Exercise brief - Print each line exactly, beginning with the one where "Could you please indicate the black metal" appears and ending at the last line below.
··· Provided material
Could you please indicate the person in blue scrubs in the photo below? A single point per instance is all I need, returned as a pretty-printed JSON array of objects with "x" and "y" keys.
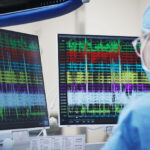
[{"x": 133, "y": 129}]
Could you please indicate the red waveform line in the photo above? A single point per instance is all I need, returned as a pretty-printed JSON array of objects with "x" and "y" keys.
[
  {"x": 97, "y": 57},
  {"x": 17, "y": 56}
]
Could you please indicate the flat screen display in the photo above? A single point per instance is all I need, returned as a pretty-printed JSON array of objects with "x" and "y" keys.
[
  {"x": 98, "y": 76},
  {"x": 22, "y": 94}
]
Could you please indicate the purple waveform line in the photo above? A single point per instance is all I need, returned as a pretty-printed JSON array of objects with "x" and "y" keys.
[
  {"x": 106, "y": 87},
  {"x": 21, "y": 88}
]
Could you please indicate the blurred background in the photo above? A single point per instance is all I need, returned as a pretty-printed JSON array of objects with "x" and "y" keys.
[{"x": 99, "y": 17}]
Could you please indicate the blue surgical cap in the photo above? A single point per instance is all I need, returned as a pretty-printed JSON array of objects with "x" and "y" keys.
[{"x": 146, "y": 20}]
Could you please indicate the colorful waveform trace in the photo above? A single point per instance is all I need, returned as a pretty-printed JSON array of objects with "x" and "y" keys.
[
  {"x": 102, "y": 75},
  {"x": 22, "y": 94}
]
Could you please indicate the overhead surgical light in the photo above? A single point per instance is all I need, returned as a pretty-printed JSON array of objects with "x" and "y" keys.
[{"x": 13, "y": 12}]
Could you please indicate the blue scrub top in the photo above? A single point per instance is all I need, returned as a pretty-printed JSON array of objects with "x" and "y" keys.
[{"x": 133, "y": 130}]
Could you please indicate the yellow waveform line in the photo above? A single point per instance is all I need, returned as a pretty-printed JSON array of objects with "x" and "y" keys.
[{"x": 124, "y": 77}]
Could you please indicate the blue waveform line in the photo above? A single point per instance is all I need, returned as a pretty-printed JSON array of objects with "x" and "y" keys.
[{"x": 21, "y": 99}]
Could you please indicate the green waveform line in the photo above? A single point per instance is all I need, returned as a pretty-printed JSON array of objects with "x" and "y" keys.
[
  {"x": 10, "y": 77},
  {"x": 110, "y": 46},
  {"x": 84, "y": 110},
  {"x": 7, "y": 42},
  {"x": 4, "y": 113}
]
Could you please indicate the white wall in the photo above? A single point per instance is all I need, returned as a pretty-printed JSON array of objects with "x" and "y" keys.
[
  {"x": 99, "y": 17},
  {"x": 113, "y": 17}
]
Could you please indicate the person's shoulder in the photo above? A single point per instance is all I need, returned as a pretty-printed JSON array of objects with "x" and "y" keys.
[{"x": 138, "y": 107}]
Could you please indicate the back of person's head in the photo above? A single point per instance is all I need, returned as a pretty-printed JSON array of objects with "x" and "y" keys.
[{"x": 146, "y": 20}]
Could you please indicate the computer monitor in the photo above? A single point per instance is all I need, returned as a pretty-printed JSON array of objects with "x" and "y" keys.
[
  {"x": 98, "y": 76},
  {"x": 22, "y": 94}
]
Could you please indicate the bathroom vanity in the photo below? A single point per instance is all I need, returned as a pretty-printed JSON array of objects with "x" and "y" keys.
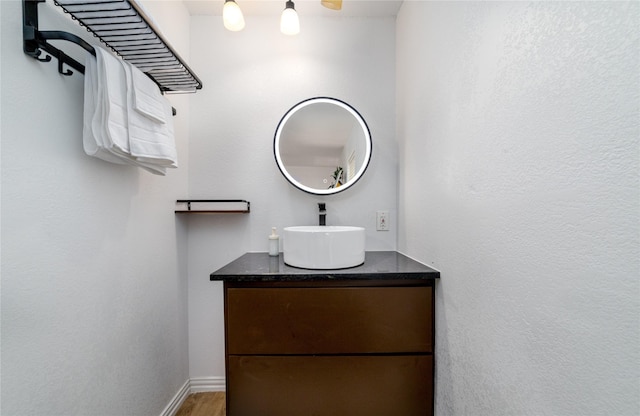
[{"x": 357, "y": 341}]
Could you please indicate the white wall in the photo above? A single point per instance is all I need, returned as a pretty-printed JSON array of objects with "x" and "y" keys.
[
  {"x": 251, "y": 79},
  {"x": 94, "y": 289},
  {"x": 518, "y": 152}
]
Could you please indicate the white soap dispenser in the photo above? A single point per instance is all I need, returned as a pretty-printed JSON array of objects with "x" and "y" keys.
[{"x": 274, "y": 243}]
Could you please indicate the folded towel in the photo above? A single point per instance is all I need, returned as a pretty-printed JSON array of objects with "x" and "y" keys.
[
  {"x": 149, "y": 140},
  {"x": 112, "y": 83},
  {"x": 92, "y": 138},
  {"x": 147, "y": 99},
  {"x": 108, "y": 135}
]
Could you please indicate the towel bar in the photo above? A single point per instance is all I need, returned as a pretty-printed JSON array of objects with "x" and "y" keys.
[{"x": 121, "y": 25}]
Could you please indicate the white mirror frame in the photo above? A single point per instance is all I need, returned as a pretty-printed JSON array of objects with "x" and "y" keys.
[{"x": 354, "y": 113}]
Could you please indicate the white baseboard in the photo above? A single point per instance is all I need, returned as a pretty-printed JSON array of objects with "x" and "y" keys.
[
  {"x": 176, "y": 402},
  {"x": 200, "y": 384},
  {"x": 194, "y": 385}
]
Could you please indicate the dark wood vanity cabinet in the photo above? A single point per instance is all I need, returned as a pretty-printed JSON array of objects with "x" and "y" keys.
[
  {"x": 319, "y": 349},
  {"x": 340, "y": 343}
]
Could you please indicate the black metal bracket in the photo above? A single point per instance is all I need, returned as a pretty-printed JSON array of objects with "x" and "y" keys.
[{"x": 35, "y": 41}]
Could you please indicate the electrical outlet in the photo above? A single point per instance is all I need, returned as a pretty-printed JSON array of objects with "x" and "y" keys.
[{"x": 382, "y": 221}]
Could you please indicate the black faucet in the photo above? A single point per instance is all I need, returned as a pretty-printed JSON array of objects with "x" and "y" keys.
[{"x": 323, "y": 213}]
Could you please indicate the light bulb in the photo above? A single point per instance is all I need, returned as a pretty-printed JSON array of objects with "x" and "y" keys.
[
  {"x": 289, "y": 22},
  {"x": 332, "y": 4},
  {"x": 232, "y": 16}
]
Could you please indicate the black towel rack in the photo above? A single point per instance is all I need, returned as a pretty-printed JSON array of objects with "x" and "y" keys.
[{"x": 121, "y": 25}]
······
Solution to this problem -
Could you please indicate the black metal bracket in the photo above? A single point per instance is all I need, returned as a pretty-printed JSON array of objects with "x" and "y" keys.
[{"x": 35, "y": 41}]
Could you please indicate the electrical outlet in the photo above? A single point per instance is all I need, returned as a pretty-printed JSON array of objects with "x" and "y" keys.
[{"x": 382, "y": 221}]
Could you please indicate the black faucet in the photo above? A single point per instance is all I need, returned as a pretty-printed JSON array of objects with "x" and "y" keys.
[{"x": 323, "y": 213}]
Could you please indicate the light bulb in the photo above? A single point per instance is all I need, returned as a pretty-printed JSON array of objects with "x" and "y" keys.
[
  {"x": 289, "y": 22},
  {"x": 332, "y": 4},
  {"x": 232, "y": 16}
]
Could you please indicate the black towel rack in the photo above? A single point per instance is all I need, returned as a pretty-printed JSON array of objects with "x" and "y" keys.
[{"x": 121, "y": 25}]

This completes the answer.